- _Quellenauszug_
Sämtliche "V-Ordner" wurden daraufhin noch einmal durchgesehen und die darin enthaltenen Dokumente einzeln bewertet. Es hat sich gezeigt, dass im Ergebnis weitere Informationen hätten zugänglich gemacht werden können. Wir haben ein umfangreiches Prüfungsprotokoll erstellt, aus dem ersichtlich ist, in welchen Fällen der Scientology Kirche e. V. nach unserer Auffassung weitere Unterlagen zustanden und bezogen auf welche Dokumente Meinungsdifferenzen zwischen dem Sektenbeauftragten und uns verblieben sind.

- _Ihre Aufgabe_
Setzen Sie den Quellenauszug über die erneute Durchsicht der V-Ordner im Anschluss an seinen letzten Satz fort.

- _Material_
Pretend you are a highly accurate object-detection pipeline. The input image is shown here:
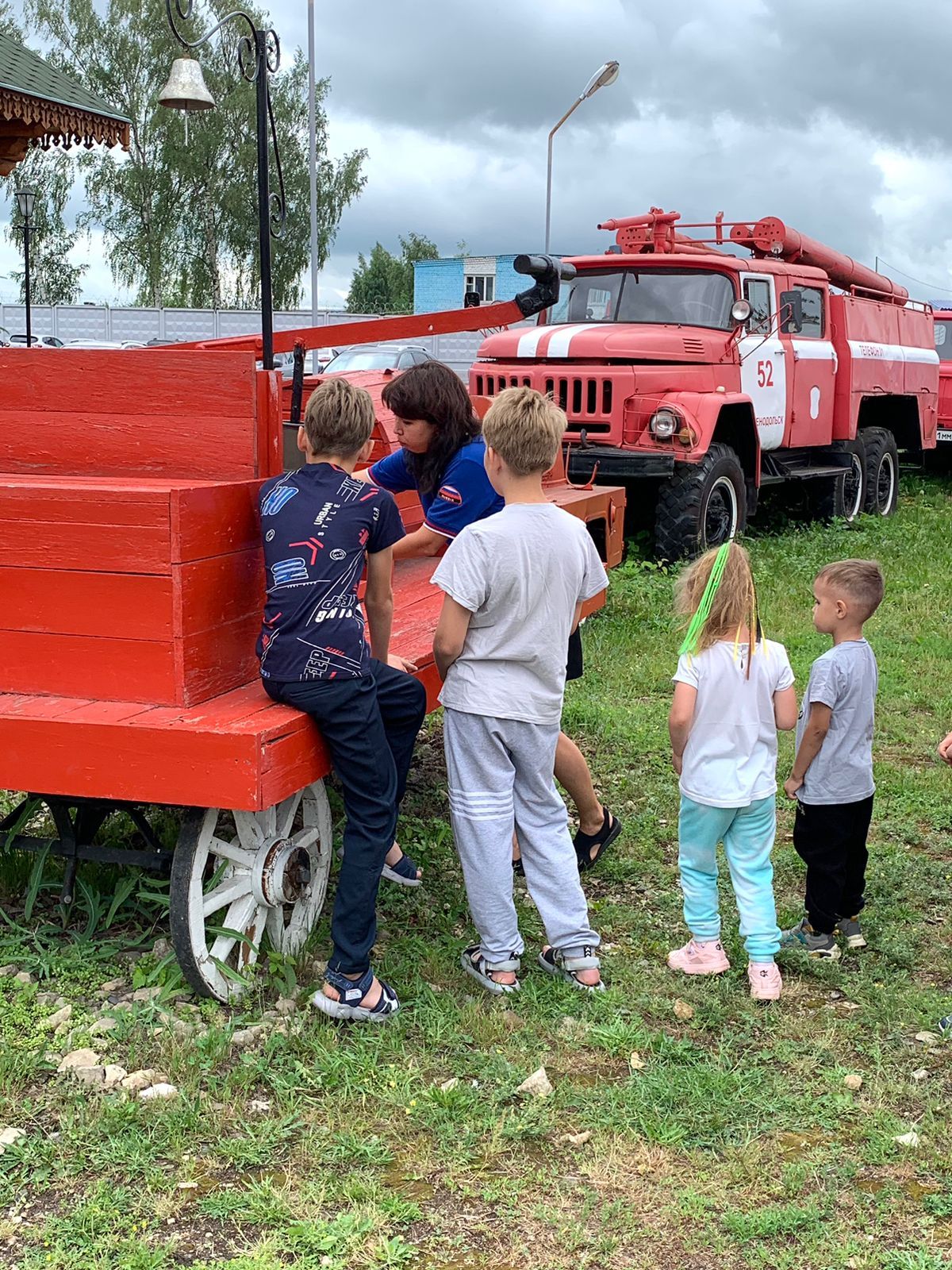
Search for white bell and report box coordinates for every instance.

- _Ergebnis der Übung_
Schwerpunkt der Diskussion war die Frage, inwieweit eine Schädigung der Beziehung zu anderen Ländern oder zum Bund zu befürchten ist, wenn Dokumente offenbart werden, die der schleswig-holsteinischen Ministerpräsidentin, der Staatskanzlei oder einem Ministerium im Rahmen länderübergreifender Zusammenarbeit aus anderen Ländern zwecks Information oder Diskussion zugesandt bzw. überlassen worden sind. Hier ist zu bedenken, dass die Offenbarung solcher Informationen schon dann zu einer Schädigung der Beziehung führen kann, wenn sie gegen den Willen der Verfasser bzw. betroffenen Stellen erfolgt. Der Vertrauensschutz
für die jeweiligen Stellen des Bundes und der Länder muss deshalb prinzipiell beachtet werden. Eine Offenbarungspraxis, die auf etwaige Bekundungen oder Absprachen oder auch auf die rechtliche Situation der betroffenen Stellen keine Rücksicht nähme, liefe Gefahr, das Land zu isolieren. Wir haben die Zugangsverweigerung akzeptiert, wenn glaubhaft gemacht werden konnte, dass die Offenbarung von Dokumenten mit länderübergreifender Bedeutung zu den genannten Folgen führen würde. Gleichwohl bleibt festzuhalten, dass das Informationsfreiheitsgesetz eine eigenständige Entscheidung der schleswig-holsteinischen Behörden verlangt und diese nicht nur von der Zustimmung anderer Stellen abhängig gemacht werden kann.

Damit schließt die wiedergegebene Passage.